What needs to be done =
Every record, from first to last, should be written out again exactly.

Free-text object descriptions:
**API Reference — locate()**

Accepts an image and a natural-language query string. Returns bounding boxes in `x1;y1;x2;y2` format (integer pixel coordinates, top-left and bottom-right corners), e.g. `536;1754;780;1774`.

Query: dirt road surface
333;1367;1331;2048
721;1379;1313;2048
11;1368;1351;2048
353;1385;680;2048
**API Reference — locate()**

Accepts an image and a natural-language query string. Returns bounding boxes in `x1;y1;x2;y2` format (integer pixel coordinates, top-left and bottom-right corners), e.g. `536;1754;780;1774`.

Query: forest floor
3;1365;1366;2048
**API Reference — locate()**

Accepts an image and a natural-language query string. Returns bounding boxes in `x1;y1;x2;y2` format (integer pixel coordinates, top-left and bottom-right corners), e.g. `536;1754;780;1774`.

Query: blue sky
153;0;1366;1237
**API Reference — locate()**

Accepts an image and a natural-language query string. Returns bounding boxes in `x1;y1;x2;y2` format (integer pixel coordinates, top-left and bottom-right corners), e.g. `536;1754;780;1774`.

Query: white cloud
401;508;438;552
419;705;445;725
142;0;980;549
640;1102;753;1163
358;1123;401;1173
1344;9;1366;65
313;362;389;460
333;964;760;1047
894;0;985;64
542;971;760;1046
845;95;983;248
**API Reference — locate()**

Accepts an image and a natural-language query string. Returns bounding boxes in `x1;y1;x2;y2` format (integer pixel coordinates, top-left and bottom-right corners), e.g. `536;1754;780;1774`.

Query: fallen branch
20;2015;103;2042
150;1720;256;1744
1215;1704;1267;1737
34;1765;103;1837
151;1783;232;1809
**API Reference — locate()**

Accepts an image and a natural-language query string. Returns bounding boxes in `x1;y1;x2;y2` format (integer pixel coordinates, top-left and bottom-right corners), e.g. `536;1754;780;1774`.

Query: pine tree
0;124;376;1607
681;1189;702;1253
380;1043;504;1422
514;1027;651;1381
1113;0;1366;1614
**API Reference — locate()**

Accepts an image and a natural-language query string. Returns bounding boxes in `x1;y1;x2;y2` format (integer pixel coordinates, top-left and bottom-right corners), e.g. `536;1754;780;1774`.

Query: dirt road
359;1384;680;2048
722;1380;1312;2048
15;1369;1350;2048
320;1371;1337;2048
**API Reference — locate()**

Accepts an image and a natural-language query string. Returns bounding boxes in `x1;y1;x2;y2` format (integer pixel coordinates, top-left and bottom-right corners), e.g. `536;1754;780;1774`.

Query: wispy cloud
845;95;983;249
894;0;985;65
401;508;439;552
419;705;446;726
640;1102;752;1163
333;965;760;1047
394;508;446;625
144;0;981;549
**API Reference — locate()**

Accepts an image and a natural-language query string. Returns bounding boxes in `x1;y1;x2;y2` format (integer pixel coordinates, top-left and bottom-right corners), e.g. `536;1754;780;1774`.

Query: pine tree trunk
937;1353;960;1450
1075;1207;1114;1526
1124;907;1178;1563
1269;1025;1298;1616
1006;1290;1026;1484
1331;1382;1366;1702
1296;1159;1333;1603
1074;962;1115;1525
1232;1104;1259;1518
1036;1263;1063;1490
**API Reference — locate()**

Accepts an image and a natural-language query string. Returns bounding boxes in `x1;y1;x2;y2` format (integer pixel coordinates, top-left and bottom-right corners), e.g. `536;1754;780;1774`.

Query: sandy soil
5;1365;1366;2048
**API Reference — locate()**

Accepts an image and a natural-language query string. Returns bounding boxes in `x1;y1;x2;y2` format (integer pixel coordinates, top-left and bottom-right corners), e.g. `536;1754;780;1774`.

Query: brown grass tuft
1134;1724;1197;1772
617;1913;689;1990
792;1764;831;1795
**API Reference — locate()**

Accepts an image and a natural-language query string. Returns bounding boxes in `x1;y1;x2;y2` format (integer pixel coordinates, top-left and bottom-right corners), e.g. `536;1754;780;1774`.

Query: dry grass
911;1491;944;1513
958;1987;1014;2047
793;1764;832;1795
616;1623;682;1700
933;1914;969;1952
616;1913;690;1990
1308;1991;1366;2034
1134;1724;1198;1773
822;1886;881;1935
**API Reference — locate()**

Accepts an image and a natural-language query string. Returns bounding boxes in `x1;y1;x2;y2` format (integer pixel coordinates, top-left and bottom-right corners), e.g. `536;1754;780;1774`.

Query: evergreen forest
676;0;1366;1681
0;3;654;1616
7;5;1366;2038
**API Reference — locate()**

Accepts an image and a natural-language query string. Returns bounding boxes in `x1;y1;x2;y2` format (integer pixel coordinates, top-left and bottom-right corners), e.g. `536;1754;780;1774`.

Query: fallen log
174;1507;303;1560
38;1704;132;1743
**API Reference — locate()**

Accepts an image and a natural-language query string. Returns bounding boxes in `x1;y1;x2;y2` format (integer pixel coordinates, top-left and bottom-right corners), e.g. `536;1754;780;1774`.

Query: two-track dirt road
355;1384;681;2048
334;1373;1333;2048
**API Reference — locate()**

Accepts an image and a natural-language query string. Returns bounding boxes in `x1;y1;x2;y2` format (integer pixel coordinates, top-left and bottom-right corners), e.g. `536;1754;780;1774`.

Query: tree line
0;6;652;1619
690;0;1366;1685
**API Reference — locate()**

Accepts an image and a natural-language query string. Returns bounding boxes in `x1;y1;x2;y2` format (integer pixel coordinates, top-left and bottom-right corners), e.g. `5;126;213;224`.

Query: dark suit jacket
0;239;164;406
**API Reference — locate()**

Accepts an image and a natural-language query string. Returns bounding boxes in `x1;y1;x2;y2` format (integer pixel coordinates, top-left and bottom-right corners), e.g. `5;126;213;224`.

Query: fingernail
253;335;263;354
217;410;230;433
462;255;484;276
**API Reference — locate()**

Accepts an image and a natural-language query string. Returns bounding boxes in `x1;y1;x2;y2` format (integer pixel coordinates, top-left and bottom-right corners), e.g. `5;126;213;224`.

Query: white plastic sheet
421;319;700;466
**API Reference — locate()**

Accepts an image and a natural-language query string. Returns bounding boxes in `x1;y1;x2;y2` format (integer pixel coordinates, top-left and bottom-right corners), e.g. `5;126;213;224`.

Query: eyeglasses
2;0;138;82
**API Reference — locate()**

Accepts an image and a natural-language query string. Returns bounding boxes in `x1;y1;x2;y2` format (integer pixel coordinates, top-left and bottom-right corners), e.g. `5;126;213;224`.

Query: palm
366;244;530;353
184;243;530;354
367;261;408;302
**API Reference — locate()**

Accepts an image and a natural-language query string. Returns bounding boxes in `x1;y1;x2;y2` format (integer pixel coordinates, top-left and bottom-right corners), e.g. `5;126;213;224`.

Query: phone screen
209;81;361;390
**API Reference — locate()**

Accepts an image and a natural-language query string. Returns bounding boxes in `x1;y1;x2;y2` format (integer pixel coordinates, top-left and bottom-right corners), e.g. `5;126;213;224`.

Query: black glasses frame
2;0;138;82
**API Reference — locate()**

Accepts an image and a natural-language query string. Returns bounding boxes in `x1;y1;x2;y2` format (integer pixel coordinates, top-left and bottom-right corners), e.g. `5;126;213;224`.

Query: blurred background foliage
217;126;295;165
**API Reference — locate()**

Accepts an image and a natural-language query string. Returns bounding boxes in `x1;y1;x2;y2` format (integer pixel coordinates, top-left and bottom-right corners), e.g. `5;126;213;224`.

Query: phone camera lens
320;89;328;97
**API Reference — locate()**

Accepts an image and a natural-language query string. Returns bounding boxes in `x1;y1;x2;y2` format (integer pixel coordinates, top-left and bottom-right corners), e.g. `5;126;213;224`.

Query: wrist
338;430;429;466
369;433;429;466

Task output =
**API Reference — locate()**

Accepts an image and a natural-language query string. Returns bounding boxes in `x1;y1;x2;y2` format (integer pixel coordinates, top-left and bottom-right corners), e.g. `536;1754;780;1774`.

Query: dirt road surface
333;1367;1331;2048
721;1379;1313;2048
11;1368;1351;2048
353;1385;680;2048
**API Reference — locate()**

Accepts an image and a natural-language query string. Returns bounding boxes in `x1;y1;x2;y2` format (integer pixel coordinates, top-left and bottom-right corners), e.g. `536;1754;780;1774`.

Query: forest floor
3;1365;1366;2048
**API Reference — locate()**

Accepts an image and a natural-language query string. Returns bounding boxes in `x1;y1;x2;y2` format (integer pixel coordinates, top-left and bottom-right corners), e.g. `536;1754;780;1774`.

Query: blue sky
153;0;1366;1237
**API Reference — locate()**

Accepts an image and a natural-language query string. Returns bounding boxes in `x1;y1;x2;y2` format (integer pixel coordinates, top-left and bottom-right corners), e.g. `536;1754;780;1774`.

Query: white cloud
401;508;438;552
419;705;445;725
142;0;980;549
640;1102;753;1163
358;1123;401;1173
1344;9;1366;65
313;362;389;460
333;964;760;1047
894;0;985;64
542;971;760;1046
845;95;983;248
**API Reference — locate()**

Accepts an image and a natural-language query string. Returns bounding boxes in `x1;y1;x2;y2` format (integer pixel coordinates, top-left and bottom-right corners), e.g. `536;1754;780;1774`.

Query: fallen branch
20;2015;103;2042
150;1720;256;1744
1215;1704;1267;1737
34;1765;103;1837
151;1783;232;1809
**API Reference — locate()**

Accepts an image and a natural-language query string. Returns bounding boxes in `x1;y1;x2;y2` format (integer pixel coordinates, top-left and bottom-right corners), e.g. `536;1754;780;1774`.

Query: pine tree
0;124;376;1607
681;1189;702;1253
380;1043;504;1422
514;1027;651;1381
1113;0;1366;1614
**API Reference — locate()**

Accepts an image and a natural-language query string. Returns bounding boxes in `x1;y1;x2;y2` format (integer pixel coordinates, top-left and bottom-right corners), e.g. `536;1754;780;1774`.

Query: dirt road
359;1384;680;2048
722;1380;1312;2048
15;1369;1350;2048
320;1371;1337;2048
**API Reference — locate()**

Accepts an image and a natural-language query string. Returns bounding boxes in `x1;y1;x2;y2` format (integer pixel coordinates, top-left and bottom-right corners), e.g. `536;1754;780;1774`.

Query: wispy cloud
845;95;983;249
894;0;985;65
401;508;439;552
419;705;446;726
640;1102;752;1163
333;965;760;1047
394;508;446;625
144;0;981;549
**API Reference — locate()**

Accepts an image and a natural-language query string. Returns bounding boxes in `x1;y1;x2;y2` format (integer pixel coordinates, top-left and bottom-right corners), e.g. `536;1754;780;1774`.

Query: pine tree trunk
937;1353;960;1450
1075;1207;1114;1526
1124;907;1178;1563
1269;1025;1298;1616
1006;1290;1026;1484
1331;1382;1366;1702
1296;1159;1333;1603
1074;962;1115;1525
1232;1104;1259;1518
1036;1263;1063;1490
**API Reference — locate()**

Accepts an image and a natural-language query string. Returns bounding boxes in `x1;y1;x2;y2` format (integer pixel coordinates, top-left and bottom-right corners), e.g. `536;1754;780;1774`.

Query: sandy soil
5;1365;1366;2048
**API Reference — locate()**

Accepts an image and a natural-language query string. Returns bounding boxes in `x1;y1;x2;y2` format (integer pixel coordinates, top-left and bottom-right corners), e.g. `536;1754;780;1774`.

Query: brown grass tuft
1134;1724;1197;1772
617;1913;689;1990
792;1764;831;1795
**API Reference — locate()**

Accepts an image and a natural-language query string. Returns bounding boxes in `x1;y1;x2;y2` format (integer pixel coordinates, top-left and bottom-right corners), e.g. `536;1754;780;1774`.

Query: dry grass
911;1491;944;1513
958;1987;1014;2047
793;1764;832;1795
616;1623;682;1700
933;1914;969;1952
616;1913;690;1990
1308;1991;1366;2034
1134;1724;1198;1773
822;1886;881;1935
**API Reference — locate()**

Accepts an image and a natural-language query string. Returns bounding boxes in `x1;y1;x2;y2` format (integer pixel coordinates, top-left and bottom-right corners), e.g. `536;1754;780;1774`.

Query: evergreen forest
676;0;1366;1681
0;3;654;1616
7;5;1366;2038
**API Reference — locate()**

Accepts an image and a natural-language query string. Returns bounding boxes in `x1;y1;x2;y2` format (integer pixel coordinates, top-left and bottom-right corners), e.g. `536;1754;780;1774`.

Query: fallen log
174;1507;303;1560
38;1704;132;1743
**API Reference — locate()**

Accepts an image and a natural-language query string. Returns bounding boxes in `x1;y1;x2;y2` format (integer pixel coordinates, top-left and bottom-right corners), e.g. `536;1754;780;1774`.

Query: two-track dirt road
355;1384;681;2048
334;1373;1333;2048
**API Reference — locate()**

Accepts an image and a natural-language query string. Returns bounding boxes in `x1;y1;x2;y2` format (integer pixel coordinates, top-left and bottom-right corners), e.g. `536;1754;780;1774`.

Query: tree line
0;6;652;1619
690;0;1366;1685
**API Reference — locate()**

Accepts an image and a natural-language query string. Returns bounding boxes in `x1;y1;x2;y2` format (integer pixel coordinates, top-left and bottom-right corners), e.g. `5;126;213;224`.

Query: dark suit jacket
0;239;164;406
**API Reference — locate()**

Accepts an image and a natural-language query string. Returns bounding boxes in `x1;y1;x2;y2` format (integer pixel coordinates, top-left and bottom-right corners), e.g. `5;126;213;224`.

Query: fingernail
253;335;263;354
217;410;230;433
462;255;484;276
**API Reference — locate()**

Accepts an image and a natural-language query string. Returns bounding boxes in `x1;y1;x2;y2` format (integer pixel coordinates, top-left and bottom-right corners), e.g. `5;126;213;224`.

Query: white plastic sheet
421;319;700;466
**API Reference — locate()**

Accepts an image and a natural-language query string. Returns bounding boxes in `x1;y1;x2;y2` format (integer pixel coordinates, top-left and bottom-right corners), e.g. `5;126;213;224`.

Query: eyeglasses
2;0;138;82
**API Reference — locate()**

Accepts an image and a natural-language query string. Returns bounding boxes in `x1;y1;x2;y2` format (integer pixel coordinates, top-left and bottom-right corners), e.g. `5;126;213;224`.

Query: palm
366;244;530;353
184;243;530;354
367;261;408;302
**API Reference — locate()**

Accepts an image and a natural-language query string. Returns bounding boxes in `x1;y1;x2;y2` format (integer pixel coordinates, top-left and bottom-right corners), e.g. `5;126;213;224`.

Query: phone screen
209;81;361;390
**API Reference — locate()**

Accepts an image and a natural-language query string. Returns bounding boxes in `x1;y1;x2;y2` format (integer pixel coordinates, top-left and bottom-right corners), e.g. `5;126;213;224`.

Query: black glasses frame
2;0;138;82
**API Reference — locate()**

Accepts an image and a natural-language query string. Returns bounding boxes in `x1;y1;x2;y2` format (integer pixel coordinates, top-left and bottom-right corners), e.g. `5;126;213;224`.

Query: blurred background foliage
217;126;295;165
**API Reference — locate()**

Accepts an image and a natural-language query string. Returns bounding boxes in `x1;y1;x2;y2` format (integer pixel coordinates, top-left and bottom-right corners), e.g. `5;126;213;224`.

Query: phone camera lens
320;89;328;97
**API Reference — locate()**

Accepts an image and a natural-language query string. Returns bounding boxes in `x1;y1;x2;y2` format (integer pixel coordinates, top-left and bottom-right corners), e.g. `5;126;213;224`.

Query: wrist
338;430;429;466
369;433;429;466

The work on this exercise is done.